**About this task**
What follows is a set of records. Repeat every one of them exactly.

**** Supplied records

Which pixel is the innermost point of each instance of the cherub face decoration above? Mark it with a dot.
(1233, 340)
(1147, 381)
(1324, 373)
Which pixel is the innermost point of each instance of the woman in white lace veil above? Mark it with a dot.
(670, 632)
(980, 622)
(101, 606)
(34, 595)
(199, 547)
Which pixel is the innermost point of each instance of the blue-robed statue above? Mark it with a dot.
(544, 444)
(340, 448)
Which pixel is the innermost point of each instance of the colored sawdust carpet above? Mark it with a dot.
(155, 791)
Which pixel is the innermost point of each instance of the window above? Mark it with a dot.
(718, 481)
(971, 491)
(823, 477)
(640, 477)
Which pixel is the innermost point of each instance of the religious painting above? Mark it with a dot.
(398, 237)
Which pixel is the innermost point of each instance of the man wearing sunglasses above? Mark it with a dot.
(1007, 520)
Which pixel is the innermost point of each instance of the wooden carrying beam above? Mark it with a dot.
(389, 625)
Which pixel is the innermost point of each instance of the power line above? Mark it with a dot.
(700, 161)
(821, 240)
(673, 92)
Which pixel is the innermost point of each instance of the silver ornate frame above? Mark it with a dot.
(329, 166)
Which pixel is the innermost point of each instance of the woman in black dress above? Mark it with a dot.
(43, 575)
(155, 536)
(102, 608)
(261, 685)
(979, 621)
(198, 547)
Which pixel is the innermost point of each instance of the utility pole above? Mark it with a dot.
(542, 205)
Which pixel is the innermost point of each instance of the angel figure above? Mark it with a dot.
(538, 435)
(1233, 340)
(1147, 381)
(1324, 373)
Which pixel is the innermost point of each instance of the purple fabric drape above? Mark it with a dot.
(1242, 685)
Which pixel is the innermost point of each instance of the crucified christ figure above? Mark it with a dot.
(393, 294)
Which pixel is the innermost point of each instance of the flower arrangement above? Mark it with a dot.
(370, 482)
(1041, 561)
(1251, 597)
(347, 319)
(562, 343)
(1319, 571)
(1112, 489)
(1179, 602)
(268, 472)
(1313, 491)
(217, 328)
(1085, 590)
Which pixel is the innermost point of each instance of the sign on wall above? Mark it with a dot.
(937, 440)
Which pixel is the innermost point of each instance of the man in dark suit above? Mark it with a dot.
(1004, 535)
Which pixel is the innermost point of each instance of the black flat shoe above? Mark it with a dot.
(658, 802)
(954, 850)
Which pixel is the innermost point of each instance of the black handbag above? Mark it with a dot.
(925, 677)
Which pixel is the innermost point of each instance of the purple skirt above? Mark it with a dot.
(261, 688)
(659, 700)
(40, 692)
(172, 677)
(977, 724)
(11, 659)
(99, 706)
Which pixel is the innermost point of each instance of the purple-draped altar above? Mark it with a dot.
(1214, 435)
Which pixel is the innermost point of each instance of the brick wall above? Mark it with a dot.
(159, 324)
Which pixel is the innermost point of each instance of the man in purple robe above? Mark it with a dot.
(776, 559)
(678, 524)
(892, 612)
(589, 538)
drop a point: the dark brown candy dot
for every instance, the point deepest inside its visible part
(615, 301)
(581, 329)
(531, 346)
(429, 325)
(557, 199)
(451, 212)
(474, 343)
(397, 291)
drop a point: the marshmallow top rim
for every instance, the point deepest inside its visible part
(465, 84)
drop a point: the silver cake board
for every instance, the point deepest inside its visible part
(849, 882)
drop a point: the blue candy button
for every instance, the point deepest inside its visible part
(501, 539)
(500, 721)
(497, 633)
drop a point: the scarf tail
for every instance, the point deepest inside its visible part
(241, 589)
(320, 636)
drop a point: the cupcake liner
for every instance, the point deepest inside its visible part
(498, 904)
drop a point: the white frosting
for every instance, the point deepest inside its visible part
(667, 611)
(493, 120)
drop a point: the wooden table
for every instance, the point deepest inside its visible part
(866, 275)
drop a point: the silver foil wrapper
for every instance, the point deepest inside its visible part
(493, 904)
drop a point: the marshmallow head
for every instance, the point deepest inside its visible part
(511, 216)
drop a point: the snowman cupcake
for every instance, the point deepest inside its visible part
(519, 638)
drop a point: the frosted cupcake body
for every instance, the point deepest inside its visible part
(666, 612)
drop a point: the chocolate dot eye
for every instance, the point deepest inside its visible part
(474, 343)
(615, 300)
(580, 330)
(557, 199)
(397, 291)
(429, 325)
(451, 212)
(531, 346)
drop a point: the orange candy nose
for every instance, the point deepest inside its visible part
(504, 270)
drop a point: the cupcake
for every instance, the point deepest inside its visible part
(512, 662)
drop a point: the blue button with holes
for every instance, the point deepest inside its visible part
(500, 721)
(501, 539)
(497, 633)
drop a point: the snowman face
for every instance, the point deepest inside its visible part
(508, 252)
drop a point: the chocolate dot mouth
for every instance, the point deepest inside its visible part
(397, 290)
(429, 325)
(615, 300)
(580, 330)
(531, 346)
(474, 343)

********

**Solution to the exercise**
Which pixel is the innermost point of each instance of the cherub face decoration above? Mark it with a dot.
(1233, 340)
(1147, 381)
(1324, 373)
Which pixel is the innermost point of each instance of the woman in white lace veil above? Mark it with a dot.
(670, 632)
(980, 622)
(101, 606)
(34, 595)
(199, 547)
Which pixel is the innermost point of each instance of the blue-robed statue above? Mark it with a dot.
(544, 444)
(340, 448)
Which pixel is the innermost point of each instance of the colored sawdust carpet above? Mark it with a dot.
(155, 791)
Which pixel is the innermost point of each instance of the window above? Mark it with a dot.
(718, 481)
(971, 491)
(823, 477)
(640, 477)
Which pixel is the innermost point of each instance of the religious painting above? Mark it with a dot.
(398, 237)
Which pixel is the innermost point of each instance of the man wearing sunglasses above? Mark it with a dot.
(1007, 520)
Which pixel is the innermost point of each instance of the wooden carrying beam above? Mark it with a dot.
(389, 625)
Which pixel is the innermost point of each instance of the power line above? Mark it with a dot.
(700, 161)
(821, 240)
(673, 92)
Which pixel is the innermost point of each instance of the silver ornate frame above? Mark it with a dot.
(329, 166)
Which pixel is the innermost point of each instance of the woman in black dress above? Mark it with a dot.
(43, 575)
(155, 536)
(102, 608)
(261, 685)
(979, 621)
(198, 547)
Which pixel is the innermost point of each instance of the utility pole above? Mark it with a dot.
(542, 205)
Which pixel is the innermost point of each instance of the angel figure above? Mark it with a dot.
(538, 435)
(1233, 340)
(1147, 381)
(1324, 373)
Which pixel is the innermost point of each instance of the purple fabric drape above? Mark it with a dot.
(1242, 685)
Which pixel is the innermost point of each instance of the crucified christ figure above? Mark it with a dot.
(393, 294)
Which pixel is the innermost point of each instance of the flower arrangement above? Mark it with a dot.
(370, 482)
(1041, 561)
(1251, 597)
(347, 319)
(562, 343)
(1319, 571)
(1112, 489)
(1179, 602)
(268, 472)
(1313, 491)
(217, 328)
(1085, 590)
Which pixel is the innermost point of each instance of the sign on wall above? Mark it with a dot.
(937, 440)
Which pixel is the innermost point of each instance of the man in dark suit above? Mark it with a dot.
(1004, 535)
Which pixel is the innermost point of each instance of the black flat shoe above? Mark it with a dot.
(658, 802)
(954, 850)
Which pixel is the innermost point of each instance of the black handbag above? Mark it with a dot.
(925, 677)
Which pixel is the innermost point of each instance of the purple skirt above? Mark it with a dot.
(261, 688)
(659, 700)
(40, 692)
(172, 677)
(977, 724)
(11, 659)
(99, 706)
Which pixel is the innermost point of each instance of the purple-draped altar above? Mark it with a dot.
(1214, 435)
Which pixel is the innermost point of each instance of the brick wall above? Mark it with a dot.
(159, 324)
Which pixel is the innermost point of each instance of the man in purple robe above? Mark it with a dot.
(776, 559)
(678, 524)
(892, 612)
(589, 538)
drop a point: the dark brown candy dot
for every instance, the point deepest inside its visible part
(615, 301)
(581, 329)
(531, 346)
(429, 325)
(557, 199)
(451, 212)
(474, 343)
(397, 291)
drop a point: the marshmallow top rim
for every instance, the point deepest inside its visible part
(465, 84)
drop a point: the silver cake board
for every instance, the point deepest inside its visible part
(849, 882)
drop a point: the blue candy button
for every instance, the point deepest inside its visible part
(501, 539)
(500, 721)
(497, 633)
drop a point: the scarf tail
for every instance, the point deepest inside its visible part
(241, 589)
(320, 636)
drop a point: the cupcake liner
for every instance, the point deepest inside its visible part
(498, 904)
drop a point: the white frosting
for every instance, the point deepest inside its visible part
(667, 611)
(493, 120)
drop a point: the wooden table
for every instance, the point deepest inside its visible part
(866, 275)
drop a point: the silver foil wrapper
for every instance, the point deepest inside its visible part
(493, 904)
drop a point: the marshmallow head
for every instance, the point deepest inside its visible part
(511, 216)
drop a point: the snowman cupcake
for every instance, the point deepest inside its visible part
(519, 638)
drop a point: the frosted cupcake body
for every instance, the point deepest inside its visible part
(666, 612)
drop a point: the chocolate dot eye
for every instance, the point deepest inside its visible part
(474, 343)
(615, 300)
(580, 330)
(557, 199)
(397, 291)
(429, 325)
(451, 212)
(531, 346)
drop a point: the orange candy nose
for every instance, the point deepest inside its visible part
(504, 270)
drop a point: the cupcake
for every instance, the point deepest inside its visible part
(512, 662)
drop a point: the blue button with holes
for every instance, the point deepest inside its visible part
(500, 721)
(501, 539)
(497, 633)
drop a point: the snowman face
for every instance, the point deepest inside its visible part
(508, 252)
drop a point: the chocolate dot mouth
for every instance, the point deepest inside its visible part
(397, 290)
(429, 325)
(615, 300)
(580, 330)
(531, 346)
(474, 343)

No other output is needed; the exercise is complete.